** WHAT YOU SHOULD DO **
From the first line to the last, print the data exactly as it appears.

** DATA UNDER STUDY **
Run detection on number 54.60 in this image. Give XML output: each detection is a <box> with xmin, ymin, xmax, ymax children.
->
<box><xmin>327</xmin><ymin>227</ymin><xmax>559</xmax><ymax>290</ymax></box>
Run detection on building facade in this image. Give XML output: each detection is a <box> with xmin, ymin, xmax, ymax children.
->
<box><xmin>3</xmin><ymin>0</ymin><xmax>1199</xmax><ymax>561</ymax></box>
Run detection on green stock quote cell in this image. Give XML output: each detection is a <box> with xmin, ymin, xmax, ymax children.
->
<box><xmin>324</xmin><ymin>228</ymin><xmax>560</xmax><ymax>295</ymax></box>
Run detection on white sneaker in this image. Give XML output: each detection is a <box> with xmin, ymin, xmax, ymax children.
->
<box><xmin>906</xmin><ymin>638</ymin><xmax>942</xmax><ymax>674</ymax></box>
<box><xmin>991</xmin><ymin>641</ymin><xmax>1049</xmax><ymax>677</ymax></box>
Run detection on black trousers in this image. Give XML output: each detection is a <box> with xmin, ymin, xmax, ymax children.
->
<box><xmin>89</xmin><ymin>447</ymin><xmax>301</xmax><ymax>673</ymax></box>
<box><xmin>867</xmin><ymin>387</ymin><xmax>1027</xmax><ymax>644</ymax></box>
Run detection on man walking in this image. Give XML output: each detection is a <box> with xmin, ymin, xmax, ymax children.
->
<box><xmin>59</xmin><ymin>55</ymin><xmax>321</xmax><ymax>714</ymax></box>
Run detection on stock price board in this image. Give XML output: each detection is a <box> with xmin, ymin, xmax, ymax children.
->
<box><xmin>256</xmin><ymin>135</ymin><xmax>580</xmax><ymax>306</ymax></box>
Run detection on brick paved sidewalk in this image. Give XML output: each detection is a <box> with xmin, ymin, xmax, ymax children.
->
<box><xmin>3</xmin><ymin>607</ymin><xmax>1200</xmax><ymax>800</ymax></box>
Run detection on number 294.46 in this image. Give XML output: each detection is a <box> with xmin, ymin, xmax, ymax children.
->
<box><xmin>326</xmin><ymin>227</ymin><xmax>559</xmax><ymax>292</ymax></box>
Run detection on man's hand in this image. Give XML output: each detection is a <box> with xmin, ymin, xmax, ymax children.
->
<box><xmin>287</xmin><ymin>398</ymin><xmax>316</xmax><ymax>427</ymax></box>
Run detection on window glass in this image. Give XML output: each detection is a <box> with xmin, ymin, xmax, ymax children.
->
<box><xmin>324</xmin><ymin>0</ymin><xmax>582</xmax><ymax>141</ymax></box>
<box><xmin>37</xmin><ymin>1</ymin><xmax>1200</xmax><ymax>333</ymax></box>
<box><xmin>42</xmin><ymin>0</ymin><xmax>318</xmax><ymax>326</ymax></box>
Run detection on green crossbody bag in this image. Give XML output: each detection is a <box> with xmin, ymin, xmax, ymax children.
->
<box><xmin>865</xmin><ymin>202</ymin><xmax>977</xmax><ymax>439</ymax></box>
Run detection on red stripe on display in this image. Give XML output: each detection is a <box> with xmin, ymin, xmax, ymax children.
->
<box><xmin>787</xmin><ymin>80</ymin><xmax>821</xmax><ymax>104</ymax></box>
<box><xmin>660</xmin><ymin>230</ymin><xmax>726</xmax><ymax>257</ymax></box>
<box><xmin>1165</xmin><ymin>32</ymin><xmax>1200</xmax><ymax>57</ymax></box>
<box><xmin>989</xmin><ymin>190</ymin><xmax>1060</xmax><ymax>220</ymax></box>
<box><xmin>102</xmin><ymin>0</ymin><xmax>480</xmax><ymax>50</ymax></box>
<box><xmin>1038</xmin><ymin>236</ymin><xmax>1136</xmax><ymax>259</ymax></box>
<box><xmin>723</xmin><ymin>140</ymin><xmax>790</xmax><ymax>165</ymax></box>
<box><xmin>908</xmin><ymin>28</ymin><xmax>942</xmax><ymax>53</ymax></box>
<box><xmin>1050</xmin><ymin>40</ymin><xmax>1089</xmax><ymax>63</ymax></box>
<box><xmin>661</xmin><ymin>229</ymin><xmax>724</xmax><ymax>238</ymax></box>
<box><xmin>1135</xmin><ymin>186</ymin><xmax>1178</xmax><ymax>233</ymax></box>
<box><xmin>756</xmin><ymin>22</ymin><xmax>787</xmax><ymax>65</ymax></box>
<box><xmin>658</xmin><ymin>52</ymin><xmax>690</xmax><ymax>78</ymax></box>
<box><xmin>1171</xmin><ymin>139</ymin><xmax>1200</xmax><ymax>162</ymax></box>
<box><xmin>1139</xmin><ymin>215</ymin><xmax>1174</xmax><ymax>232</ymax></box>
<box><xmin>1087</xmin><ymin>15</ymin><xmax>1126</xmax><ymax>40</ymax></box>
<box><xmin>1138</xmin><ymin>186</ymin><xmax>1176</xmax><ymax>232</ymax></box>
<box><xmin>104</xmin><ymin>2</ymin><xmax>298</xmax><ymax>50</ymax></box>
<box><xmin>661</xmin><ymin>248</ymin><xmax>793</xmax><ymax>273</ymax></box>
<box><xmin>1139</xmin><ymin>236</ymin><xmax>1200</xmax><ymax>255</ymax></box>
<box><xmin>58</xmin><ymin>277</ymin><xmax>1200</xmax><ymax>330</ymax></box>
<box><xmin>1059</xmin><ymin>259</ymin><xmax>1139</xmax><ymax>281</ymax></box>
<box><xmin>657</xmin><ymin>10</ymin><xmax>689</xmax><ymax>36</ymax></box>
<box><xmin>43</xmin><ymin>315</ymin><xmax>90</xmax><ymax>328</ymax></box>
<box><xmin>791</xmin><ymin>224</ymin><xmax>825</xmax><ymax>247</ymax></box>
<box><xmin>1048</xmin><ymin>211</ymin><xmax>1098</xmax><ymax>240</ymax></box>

** SOLUTION TO THE PROBLEM **
Run detection on number 54.60 in this image. Give XML output: each detection is a <box> with xmin, ymin, xmax, ymax children.
->
<box><xmin>327</xmin><ymin>227</ymin><xmax>559</xmax><ymax>290</ymax></box>
Run detection on building facade in this image. Give XML output: each detection is a <box> with xmin, ymin, xmax, ymax children.
->
<box><xmin>3</xmin><ymin>0</ymin><xmax>1199</xmax><ymax>561</ymax></box>
Run detection on green stock quote cell in this image. Give XML output: each detection is a <box> with xmin, ymin, xmax, ymax children.
->
<box><xmin>324</xmin><ymin>228</ymin><xmax>560</xmax><ymax>295</ymax></box>
Run detection on white sneaker in this image. Give XML output: each detection is a <box> with xmin, ymin, xmax, ymax children.
->
<box><xmin>906</xmin><ymin>638</ymin><xmax>942</xmax><ymax>674</ymax></box>
<box><xmin>991</xmin><ymin>641</ymin><xmax>1049</xmax><ymax>677</ymax></box>
Run detection on black trousers in this image. Give XML output: each detection is a <box> with xmin, ymin, xmax, ymax children.
->
<box><xmin>89</xmin><ymin>447</ymin><xmax>301</xmax><ymax>673</ymax></box>
<box><xmin>867</xmin><ymin>387</ymin><xmax>1027</xmax><ymax>644</ymax></box>
Run detection on man walking in this image. Give XML output: each detection is a <box> with xmin, ymin, xmax, ymax children.
->
<box><xmin>59</xmin><ymin>55</ymin><xmax>321</xmax><ymax>714</ymax></box>
Run detection on stock price board in this image. Give XML output: each detection is a <box> with xmin, ymin, xmax, ymax children.
->
<box><xmin>256</xmin><ymin>135</ymin><xmax>580</xmax><ymax>306</ymax></box>
Run detection on brick paved sidewalk in this image. Give XML output: each detection is a <box> with xmin, ymin, xmax, ymax children.
->
<box><xmin>3</xmin><ymin>607</ymin><xmax>1200</xmax><ymax>800</ymax></box>
Run detection on number 294.46 in this image. Give XML output: each detection is a <box> with xmin, ymin, xmax, ymax children.
->
<box><xmin>326</xmin><ymin>227</ymin><xmax>559</xmax><ymax>292</ymax></box>
Run detection on man's hand in this image. Give XML output: each detection is a <box> with xmin, ymin, xmax, ymax children.
->
<box><xmin>287</xmin><ymin>398</ymin><xmax>316</xmax><ymax>427</ymax></box>
Run detection on window glass in this image. Give XML output: each detection is a <box> with xmin, ymin, xmax, ymax children.
->
<box><xmin>324</xmin><ymin>0</ymin><xmax>582</xmax><ymax>141</ymax></box>
<box><xmin>37</xmin><ymin>1</ymin><xmax>1200</xmax><ymax>333</ymax></box>
<box><xmin>42</xmin><ymin>0</ymin><xmax>318</xmax><ymax>326</ymax></box>
Run detection on green crossbody bag in this image. Give XML output: each detection is a <box> with xmin, ymin, xmax, ymax children.
->
<box><xmin>865</xmin><ymin>202</ymin><xmax>977</xmax><ymax>439</ymax></box>
Run detection on red stripe on display in this image. Give XML output: each detection is a <box> with xmin, ymin, xmax, ymax children.
->
<box><xmin>787</xmin><ymin>80</ymin><xmax>821</xmax><ymax>104</ymax></box>
<box><xmin>660</xmin><ymin>230</ymin><xmax>726</xmax><ymax>257</ymax></box>
<box><xmin>1165</xmin><ymin>32</ymin><xmax>1200</xmax><ymax>57</ymax></box>
<box><xmin>989</xmin><ymin>190</ymin><xmax>1060</xmax><ymax>220</ymax></box>
<box><xmin>102</xmin><ymin>0</ymin><xmax>480</xmax><ymax>50</ymax></box>
<box><xmin>1038</xmin><ymin>236</ymin><xmax>1136</xmax><ymax>259</ymax></box>
<box><xmin>723</xmin><ymin>140</ymin><xmax>790</xmax><ymax>165</ymax></box>
<box><xmin>908</xmin><ymin>28</ymin><xmax>942</xmax><ymax>53</ymax></box>
<box><xmin>1050</xmin><ymin>40</ymin><xmax>1089</xmax><ymax>63</ymax></box>
<box><xmin>661</xmin><ymin>229</ymin><xmax>724</xmax><ymax>238</ymax></box>
<box><xmin>1135</xmin><ymin>186</ymin><xmax>1178</xmax><ymax>233</ymax></box>
<box><xmin>756</xmin><ymin>22</ymin><xmax>787</xmax><ymax>65</ymax></box>
<box><xmin>658</xmin><ymin>52</ymin><xmax>690</xmax><ymax>78</ymax></box>
<box><xmin>1171</xmin><ymin>139</ymin><xmax>1200</xmax><ymax>162</ymax></box>
<box><xmin>1139</xmin><ymin>215</ymin><xmax>1174</xmax><ymax>232</ymax></box>
<box><xmin>1087</xmin><ymin>15</ymin><xmax>1126</xmax><ymax>40</ymax></box>
<box><xmin>1138</xmin><ymin>186</ymin><xmax>1176</xmax><ymax>232</ymax></box>
<box><xmin>104</xmin><ymin>2</ymin><xmax>298</xmax><ymax>50</ymax></box>
<box><xmin>661</xmin><ymin>248</ymin><xmax>793</xmax><ymax>273</ymax></box>
<box><xmin>1139</xmin><ymin>236</ymin><xmax>1200</xmax><ymax>255</ymax></box>
<box><xmin>58</xmin><ymin>277</ymin><xmax>1200</xmax><ymax>330</ymax></box>
<box><xmin>1059</xmin><ymin>259</ymin><xmax>1139</xmax><ymax>281</ymax></box>
<box><xmin>657</xmin><ymin>10</ymin><xmax>689</xmax><ymax>36</ymax></box>
<box><xmin>43</xmin><ymin>315</ymin><xmax>90</xmax><ymax>328</ymax></box>
<box><xmin>791</xmin><ymin>224</ymin><xmax>825</xmax><ymax>247</ymax></box>
<box><xmin>1048</xmin><ymin>211</ymin><xmax>1098</xmax><ymax>240</ymax></box>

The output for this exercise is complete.